**Goal of the exercise:**
Identify every line below that contains the word "tree", and copy each one in full.

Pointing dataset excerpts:
##############################

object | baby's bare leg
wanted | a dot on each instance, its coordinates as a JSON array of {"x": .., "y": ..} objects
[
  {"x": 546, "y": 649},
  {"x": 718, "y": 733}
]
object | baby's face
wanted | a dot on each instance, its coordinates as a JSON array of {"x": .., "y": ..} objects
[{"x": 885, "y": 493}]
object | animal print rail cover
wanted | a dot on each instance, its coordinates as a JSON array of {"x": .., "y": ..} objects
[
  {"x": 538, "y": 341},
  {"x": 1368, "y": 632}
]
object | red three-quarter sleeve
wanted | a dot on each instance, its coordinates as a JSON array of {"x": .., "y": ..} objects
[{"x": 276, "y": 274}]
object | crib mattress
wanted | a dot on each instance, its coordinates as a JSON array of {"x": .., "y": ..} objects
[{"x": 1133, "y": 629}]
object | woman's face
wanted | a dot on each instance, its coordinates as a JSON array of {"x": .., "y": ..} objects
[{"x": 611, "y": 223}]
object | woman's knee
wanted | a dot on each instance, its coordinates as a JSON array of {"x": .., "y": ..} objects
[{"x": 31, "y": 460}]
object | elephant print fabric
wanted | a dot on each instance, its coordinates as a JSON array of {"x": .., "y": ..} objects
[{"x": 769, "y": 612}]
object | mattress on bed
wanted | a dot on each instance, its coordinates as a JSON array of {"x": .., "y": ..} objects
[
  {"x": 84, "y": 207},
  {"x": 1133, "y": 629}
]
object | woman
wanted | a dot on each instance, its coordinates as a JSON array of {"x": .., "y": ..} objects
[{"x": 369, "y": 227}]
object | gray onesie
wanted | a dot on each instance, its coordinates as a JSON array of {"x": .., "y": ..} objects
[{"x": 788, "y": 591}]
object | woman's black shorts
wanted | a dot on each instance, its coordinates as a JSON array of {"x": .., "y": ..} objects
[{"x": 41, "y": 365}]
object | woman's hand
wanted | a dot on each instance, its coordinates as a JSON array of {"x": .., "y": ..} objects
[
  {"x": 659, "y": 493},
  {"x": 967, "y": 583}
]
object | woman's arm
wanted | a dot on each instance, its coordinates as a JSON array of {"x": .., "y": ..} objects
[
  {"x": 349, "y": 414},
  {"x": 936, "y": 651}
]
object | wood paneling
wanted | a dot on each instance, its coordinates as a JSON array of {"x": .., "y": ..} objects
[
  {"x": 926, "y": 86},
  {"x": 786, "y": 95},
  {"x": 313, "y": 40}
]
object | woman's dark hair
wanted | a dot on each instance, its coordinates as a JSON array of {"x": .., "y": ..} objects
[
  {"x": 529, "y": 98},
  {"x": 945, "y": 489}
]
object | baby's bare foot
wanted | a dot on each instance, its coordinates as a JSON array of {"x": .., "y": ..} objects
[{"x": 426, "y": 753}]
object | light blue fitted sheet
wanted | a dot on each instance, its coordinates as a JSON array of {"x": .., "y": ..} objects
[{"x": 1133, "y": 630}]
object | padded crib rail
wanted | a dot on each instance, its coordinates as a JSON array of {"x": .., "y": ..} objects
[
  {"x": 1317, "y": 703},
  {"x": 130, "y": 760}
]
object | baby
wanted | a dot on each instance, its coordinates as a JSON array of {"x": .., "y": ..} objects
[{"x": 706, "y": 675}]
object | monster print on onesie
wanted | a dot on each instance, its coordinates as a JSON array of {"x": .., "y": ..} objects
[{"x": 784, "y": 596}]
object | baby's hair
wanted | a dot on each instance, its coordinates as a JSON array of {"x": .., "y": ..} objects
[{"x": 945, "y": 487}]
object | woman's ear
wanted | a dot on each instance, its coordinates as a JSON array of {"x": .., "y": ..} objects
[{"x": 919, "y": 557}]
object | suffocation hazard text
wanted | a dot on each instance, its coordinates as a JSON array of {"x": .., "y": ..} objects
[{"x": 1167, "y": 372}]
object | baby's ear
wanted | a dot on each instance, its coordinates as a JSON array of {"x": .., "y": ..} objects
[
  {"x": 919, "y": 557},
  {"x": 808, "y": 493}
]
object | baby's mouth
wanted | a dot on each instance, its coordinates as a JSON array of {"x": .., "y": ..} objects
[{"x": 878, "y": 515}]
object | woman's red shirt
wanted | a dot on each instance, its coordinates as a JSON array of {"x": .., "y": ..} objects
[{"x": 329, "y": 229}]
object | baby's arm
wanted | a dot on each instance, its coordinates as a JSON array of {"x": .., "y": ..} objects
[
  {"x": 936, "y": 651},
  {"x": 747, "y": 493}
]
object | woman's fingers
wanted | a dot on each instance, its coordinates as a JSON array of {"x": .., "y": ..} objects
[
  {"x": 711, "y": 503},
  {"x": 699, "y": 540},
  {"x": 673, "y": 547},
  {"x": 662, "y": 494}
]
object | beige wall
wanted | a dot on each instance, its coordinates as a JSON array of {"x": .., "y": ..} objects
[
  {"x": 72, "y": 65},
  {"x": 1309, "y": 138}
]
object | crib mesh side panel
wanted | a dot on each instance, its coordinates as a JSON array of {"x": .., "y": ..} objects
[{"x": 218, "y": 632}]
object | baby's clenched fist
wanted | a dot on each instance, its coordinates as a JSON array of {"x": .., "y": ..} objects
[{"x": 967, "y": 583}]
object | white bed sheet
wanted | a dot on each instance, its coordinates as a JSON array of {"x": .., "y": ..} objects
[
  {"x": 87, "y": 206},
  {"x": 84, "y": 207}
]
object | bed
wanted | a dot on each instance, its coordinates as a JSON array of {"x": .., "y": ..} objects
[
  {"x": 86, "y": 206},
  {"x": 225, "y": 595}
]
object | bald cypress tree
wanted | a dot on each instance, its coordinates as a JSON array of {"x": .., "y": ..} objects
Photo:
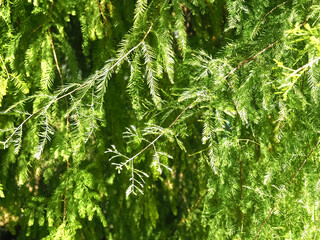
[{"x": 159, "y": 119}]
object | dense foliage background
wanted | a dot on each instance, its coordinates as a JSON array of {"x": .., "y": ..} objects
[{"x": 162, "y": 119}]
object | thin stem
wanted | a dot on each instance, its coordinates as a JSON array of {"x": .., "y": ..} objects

##############################

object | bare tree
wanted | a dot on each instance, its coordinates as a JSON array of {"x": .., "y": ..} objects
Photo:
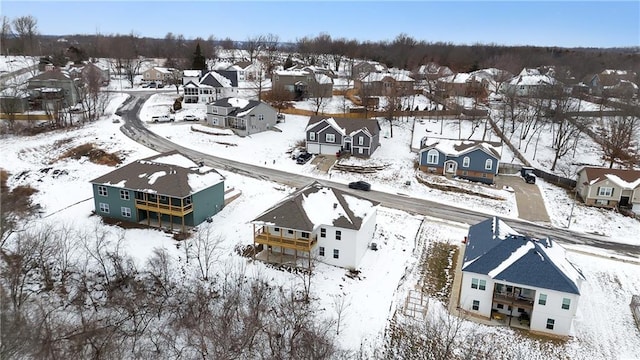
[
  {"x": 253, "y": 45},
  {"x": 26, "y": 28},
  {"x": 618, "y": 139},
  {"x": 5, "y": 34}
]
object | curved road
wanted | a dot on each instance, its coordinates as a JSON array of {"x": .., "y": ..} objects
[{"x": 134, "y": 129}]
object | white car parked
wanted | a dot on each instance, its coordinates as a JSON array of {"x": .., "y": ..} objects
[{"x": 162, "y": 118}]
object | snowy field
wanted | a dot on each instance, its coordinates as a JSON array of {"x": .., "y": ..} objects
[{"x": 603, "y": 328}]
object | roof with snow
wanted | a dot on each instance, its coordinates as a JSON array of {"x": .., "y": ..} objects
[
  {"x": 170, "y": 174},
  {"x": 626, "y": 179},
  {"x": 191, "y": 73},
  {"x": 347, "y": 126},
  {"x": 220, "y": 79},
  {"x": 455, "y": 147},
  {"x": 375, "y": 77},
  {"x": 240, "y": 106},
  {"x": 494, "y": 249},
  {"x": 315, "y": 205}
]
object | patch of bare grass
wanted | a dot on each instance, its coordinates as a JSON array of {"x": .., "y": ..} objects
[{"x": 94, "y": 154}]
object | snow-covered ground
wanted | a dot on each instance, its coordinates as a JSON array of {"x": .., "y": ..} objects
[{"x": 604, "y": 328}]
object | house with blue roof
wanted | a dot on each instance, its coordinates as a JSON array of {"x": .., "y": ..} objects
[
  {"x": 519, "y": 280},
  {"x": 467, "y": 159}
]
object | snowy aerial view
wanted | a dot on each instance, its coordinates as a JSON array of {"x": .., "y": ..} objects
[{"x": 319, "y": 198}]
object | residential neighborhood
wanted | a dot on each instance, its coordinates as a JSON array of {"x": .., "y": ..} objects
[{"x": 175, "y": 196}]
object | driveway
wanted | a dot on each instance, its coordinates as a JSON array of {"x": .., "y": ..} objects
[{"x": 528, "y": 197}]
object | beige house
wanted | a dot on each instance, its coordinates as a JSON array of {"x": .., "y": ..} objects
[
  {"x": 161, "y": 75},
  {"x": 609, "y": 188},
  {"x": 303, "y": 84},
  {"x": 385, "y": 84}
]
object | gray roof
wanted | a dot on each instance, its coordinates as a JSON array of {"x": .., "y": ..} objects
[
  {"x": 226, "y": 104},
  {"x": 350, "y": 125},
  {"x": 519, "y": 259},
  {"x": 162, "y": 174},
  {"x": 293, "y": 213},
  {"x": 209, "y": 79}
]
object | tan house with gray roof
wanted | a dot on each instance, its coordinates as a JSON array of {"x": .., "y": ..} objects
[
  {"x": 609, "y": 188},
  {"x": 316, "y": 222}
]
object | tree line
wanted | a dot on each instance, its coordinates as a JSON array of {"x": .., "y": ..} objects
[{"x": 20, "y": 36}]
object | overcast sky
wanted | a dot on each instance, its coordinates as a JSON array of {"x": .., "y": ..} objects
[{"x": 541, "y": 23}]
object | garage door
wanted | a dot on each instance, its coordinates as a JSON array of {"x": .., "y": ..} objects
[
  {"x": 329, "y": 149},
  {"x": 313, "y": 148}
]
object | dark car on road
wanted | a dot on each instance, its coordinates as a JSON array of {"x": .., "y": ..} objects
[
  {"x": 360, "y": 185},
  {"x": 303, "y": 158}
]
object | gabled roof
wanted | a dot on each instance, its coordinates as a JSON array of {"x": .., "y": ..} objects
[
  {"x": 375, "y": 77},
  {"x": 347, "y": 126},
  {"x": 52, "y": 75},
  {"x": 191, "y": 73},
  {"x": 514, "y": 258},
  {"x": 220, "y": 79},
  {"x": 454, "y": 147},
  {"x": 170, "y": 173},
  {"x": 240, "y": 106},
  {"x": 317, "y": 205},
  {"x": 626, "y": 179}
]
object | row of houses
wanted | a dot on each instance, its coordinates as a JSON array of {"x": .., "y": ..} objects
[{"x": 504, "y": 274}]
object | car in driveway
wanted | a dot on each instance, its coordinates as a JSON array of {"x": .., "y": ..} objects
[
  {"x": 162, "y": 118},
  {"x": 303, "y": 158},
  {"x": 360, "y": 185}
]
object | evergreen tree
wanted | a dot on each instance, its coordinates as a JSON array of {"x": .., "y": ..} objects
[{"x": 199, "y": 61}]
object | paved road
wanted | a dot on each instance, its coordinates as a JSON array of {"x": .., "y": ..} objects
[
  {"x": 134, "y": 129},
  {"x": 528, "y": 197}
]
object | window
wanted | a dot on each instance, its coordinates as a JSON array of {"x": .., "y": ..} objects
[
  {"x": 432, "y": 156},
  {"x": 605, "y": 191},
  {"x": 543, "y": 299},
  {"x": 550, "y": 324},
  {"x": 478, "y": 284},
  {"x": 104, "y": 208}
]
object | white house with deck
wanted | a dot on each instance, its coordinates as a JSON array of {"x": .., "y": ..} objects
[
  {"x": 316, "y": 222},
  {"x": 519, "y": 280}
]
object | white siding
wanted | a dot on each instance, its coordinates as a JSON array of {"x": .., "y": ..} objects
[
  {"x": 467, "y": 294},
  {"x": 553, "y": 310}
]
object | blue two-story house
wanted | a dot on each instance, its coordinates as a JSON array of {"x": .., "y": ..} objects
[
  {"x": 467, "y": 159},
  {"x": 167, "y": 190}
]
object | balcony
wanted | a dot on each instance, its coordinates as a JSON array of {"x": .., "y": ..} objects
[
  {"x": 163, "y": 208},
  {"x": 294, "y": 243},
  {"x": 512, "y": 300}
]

##############################

**Result of the task:**
object | bald cypress tree
object | bare tree
object | tree line
object | evergreen tree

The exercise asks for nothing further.